Short problem:
Copy out, word for word, the part of the listing below that opens with the line containing "Mark every instance of the white" and runs through the end of the listing.

Records from a point labeling set:
______

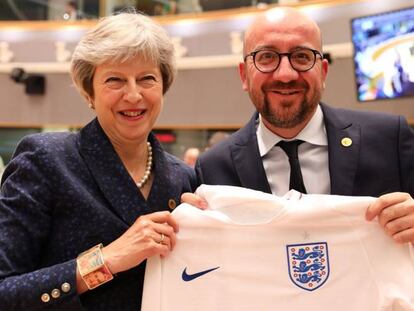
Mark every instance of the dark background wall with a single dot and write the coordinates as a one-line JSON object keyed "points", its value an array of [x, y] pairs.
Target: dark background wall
{"points": [[200, 96]]}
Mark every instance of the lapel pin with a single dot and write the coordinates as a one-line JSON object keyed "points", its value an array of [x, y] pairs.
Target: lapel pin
{"points": [[346, 142]]}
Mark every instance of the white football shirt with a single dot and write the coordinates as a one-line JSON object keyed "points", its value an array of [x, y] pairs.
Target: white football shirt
{"points": [[255, 251]]}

______

Answer below:
Mark every instance of the white football shirt with a single dot and write the coordinates as a one-line JSON object keyed "points", its value an array of [x, y] pairs.
Target: white football shirt
{"points": [[255, 251]]}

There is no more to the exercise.